## Written exercise
Leave out the pictures and transcribe everything else exactly.

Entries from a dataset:
====

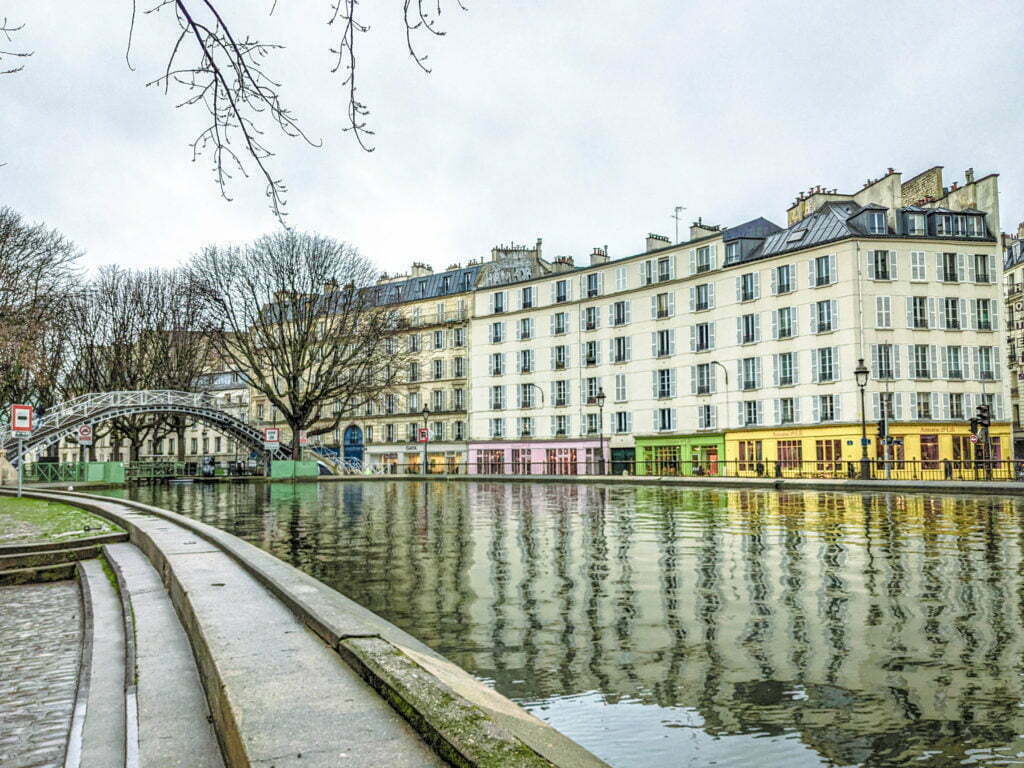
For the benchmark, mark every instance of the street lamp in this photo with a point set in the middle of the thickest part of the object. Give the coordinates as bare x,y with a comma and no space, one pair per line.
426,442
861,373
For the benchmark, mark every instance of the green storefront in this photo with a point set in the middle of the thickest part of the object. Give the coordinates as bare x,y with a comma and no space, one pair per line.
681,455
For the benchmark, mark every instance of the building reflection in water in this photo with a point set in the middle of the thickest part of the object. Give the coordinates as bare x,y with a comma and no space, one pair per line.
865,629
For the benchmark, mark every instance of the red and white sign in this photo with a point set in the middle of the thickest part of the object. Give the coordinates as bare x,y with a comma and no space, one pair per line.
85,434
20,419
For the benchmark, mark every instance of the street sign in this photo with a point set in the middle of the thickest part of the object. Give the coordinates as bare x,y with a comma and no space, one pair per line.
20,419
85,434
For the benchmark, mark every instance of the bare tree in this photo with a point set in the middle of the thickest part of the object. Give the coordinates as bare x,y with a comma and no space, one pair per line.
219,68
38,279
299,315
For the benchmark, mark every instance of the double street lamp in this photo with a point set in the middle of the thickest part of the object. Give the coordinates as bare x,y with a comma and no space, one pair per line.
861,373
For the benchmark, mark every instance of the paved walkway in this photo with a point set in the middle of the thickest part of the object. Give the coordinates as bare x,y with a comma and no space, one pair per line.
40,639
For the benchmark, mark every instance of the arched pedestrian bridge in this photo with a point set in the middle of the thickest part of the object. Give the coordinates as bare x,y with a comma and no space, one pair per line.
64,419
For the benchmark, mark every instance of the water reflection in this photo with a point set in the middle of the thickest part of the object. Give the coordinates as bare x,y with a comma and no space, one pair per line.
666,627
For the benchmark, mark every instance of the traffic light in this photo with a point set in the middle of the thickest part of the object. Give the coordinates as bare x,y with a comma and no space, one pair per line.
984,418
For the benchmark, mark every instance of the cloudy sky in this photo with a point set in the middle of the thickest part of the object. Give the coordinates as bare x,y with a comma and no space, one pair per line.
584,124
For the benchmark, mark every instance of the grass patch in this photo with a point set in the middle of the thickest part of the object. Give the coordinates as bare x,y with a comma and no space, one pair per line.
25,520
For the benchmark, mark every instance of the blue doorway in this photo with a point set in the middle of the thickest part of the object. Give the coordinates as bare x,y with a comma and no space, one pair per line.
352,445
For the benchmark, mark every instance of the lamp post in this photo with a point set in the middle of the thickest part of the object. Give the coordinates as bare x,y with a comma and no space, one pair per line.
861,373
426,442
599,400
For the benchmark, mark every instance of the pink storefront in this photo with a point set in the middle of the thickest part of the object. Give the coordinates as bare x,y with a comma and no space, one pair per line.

====

## Written solution
For the benchmark, mark every instance of the street lamp in this photo with a point set in the middle of the thickest part of the object. Give the coordinates as bare x,y with a comma and no space, one pair per line.
426,442
861,373
For the benchmark, mark every instance of the green storefront in this photo with a point set in the middle of the thickest part of the object. Give the coordinates as bare x,y with a comma and no space, one pair per line.
681,455
For the benchmark, mark every instance of the building reflection in water in this photo with a point set in the middle of the thickest part of the object. Give the coordinates as bare x,y with a comma and no space, one pair per line.
865,629
For the benchmark, mark every instance of the red and white sign in this photo with a point set in the middle of the thickest part of the object. Give the coordinates as bare x,y with a comma and no space, one pair per line.
85,434
20,419
For the benchmark, mark every instance of the street sign in this photo with a point set in the middle of the thickest part of the object. Give the coordinates as bare x,y with a comma and no space, one pair per line.
20,419
85,434
For the benchmark, mark every instance of the bare tree in this photo with a point set in the middle of the thickest part of the object. Give the coordinates as bare x,y with a comma and no space, one pair per line.
219,68
38,279
299,315
For the benchmark, mark every instance of the double street lamp in this photo with a point set in the middle of the thickest part of the object. Give the coordinates as bare x,y with a comma and no space, one pair per line.
861,373
For the benchmark, mark every instance of the paved walkway in this photo with a point set in the middle of the thickest part of the object. Give the coordinates as bare x,y with a comma and no space, one pair per line.
40,639
For the benchmark, mark every instance of the arched pedestrian bridge in this photo with a point set in the middle of the thickest part of the object. Give the coordinates as bare x,y with a comma and no space, one pair per line.
64,419
For the benchmark, mark every instance of the water reflection in this photo with a point set in the middle of the thickest part of the object. Give the coordinates as bare x,y with a comma and no space, one pair per line.
666,627
For the benchmark, mark every instance of the traffic light in this photo with a point set in the middle of the thickest part of the object. Give the coordinates as bare x,y with a comma and no space, one pair per line.
984,418
For the benchmark, mark every instance of the cloudy sky in this photo with a point set in the middle of the thickest part of the object. Give the coordinates as bare x,y with a comma and no space, one pair per line.
584,124
For the benchmark, mark every instance of the grass patch in this photo with a point set in the middle of the thickest part of the object. Give the coordinates as bare x,y with a comma and no space, one pair per line.
25,520
For the benchmark, mark every instance of the blue doorway in this photo with a point set in the middle of the thickest part of the object. Give the coordinates as bare x,y with a comma and no space, one pair per line.
352,445
For the benchmark, mark every instance of the lamp post in this photo with a point set in the middle of the thickest part of the object. Give the coordinates as bare x,y with a comma and no space, one pair per line.
861,373
426,442
599,400
For the benchmark, mark every instance of the pink storefront in this photo with a point set in the middle of the thickest part of the object. Give the coordinates as bare x,y with a comma and no space, one pair per line.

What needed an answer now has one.